■ SET EXERCISE 1
In the passage on AMIT classes, change "trustee" to "responsible entity" and give the part that begins at the words "8. It is not" and stops after "widely held test.".
■ SET EXERCISE 2
According to the passage on AMIT classes, what must a MIT do before it can choose to apply the separate class rule?

■ QUOTED PASSAGE

7A. Provided that there are at least two classes of interests within an income year, the choice can apply in respect of that year. There is no requirement that the two classes must have been in existence for the entire income year in order to make the choice. The part year status will, however, be relevant in determining the apportionment of tax attributes required by subsection 276-20(3) and working out the determined trust components for each class.

No requirement for each class to qualify as an AMIT on a stand-alone basis

8. It is not necessary that each class separately meet the test for being an AMIT as a condition to a choice being made under section 276-20. Where a MIT is eligible to be an AMIT and the trustee chooses for the MIT to be an AMIT, the whole MIT will be an AMIT including all of its classes. A MIT must qualify and choose to be an AMIT before it can choose to apply the separate class rule.

9. Because the separate class rule is specifically stated not to modify the operation of Subdivision 276-A, once a multi-class MIT satisfies the test for being an AMIT the tests do not need to be reapplied to the separate classes as a precondition for the separate class rule to apply. For example, the classes do not individually need to satisfy a widely held test.

Dataset records
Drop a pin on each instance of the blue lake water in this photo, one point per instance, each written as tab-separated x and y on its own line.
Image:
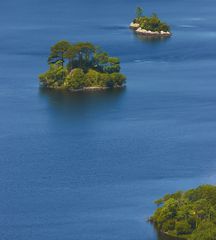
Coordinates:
88	166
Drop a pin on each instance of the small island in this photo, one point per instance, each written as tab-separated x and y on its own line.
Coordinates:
189	215
81	66
149	26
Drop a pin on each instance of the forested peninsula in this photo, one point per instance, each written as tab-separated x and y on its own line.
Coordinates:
81	66
149	26
189	215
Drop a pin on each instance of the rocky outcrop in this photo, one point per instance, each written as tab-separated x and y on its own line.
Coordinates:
151	33
134	25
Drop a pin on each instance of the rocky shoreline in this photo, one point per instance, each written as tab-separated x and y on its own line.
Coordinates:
136	27
84	89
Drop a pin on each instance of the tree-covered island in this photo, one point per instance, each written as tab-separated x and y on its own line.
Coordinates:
149	26
188	215
81	66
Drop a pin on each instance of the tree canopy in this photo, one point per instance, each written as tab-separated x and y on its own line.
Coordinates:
81	65
190	214
152	23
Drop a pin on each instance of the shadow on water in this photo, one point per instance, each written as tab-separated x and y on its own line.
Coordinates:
162	236
79	105
150	39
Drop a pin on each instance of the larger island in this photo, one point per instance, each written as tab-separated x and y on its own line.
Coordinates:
149	26
81	66
188	215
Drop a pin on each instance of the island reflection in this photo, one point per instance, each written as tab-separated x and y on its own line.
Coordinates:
81	105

■ EXERCISE RESPONSE 1
8. It is not necessary that each class separately meet the test for being an AMIT as a condition to a choice being made under section 276-20. Where a MIT is eligible to be an AMIT and the responsible entity chooses for the MIT to be an AMIT, the whole MIT will be an AMIT including all of its classes. A MIT must qualify and choose to be an AMIT before it can choose to apply the separate class rule.

9. Because the separate class rule is specifically stated not to modify the operation of Subdivision 276-A, once a multi-class MIT satisfies the test for being an AMIT the tests do not need to be reapplied to the separate classes as a precondition for the separate class rule to apply. For example, the classes do not individually need to satisfy a widely held test.

■ EXERCISE RESPONSE 2
It must qualify and choose to be an AMIT.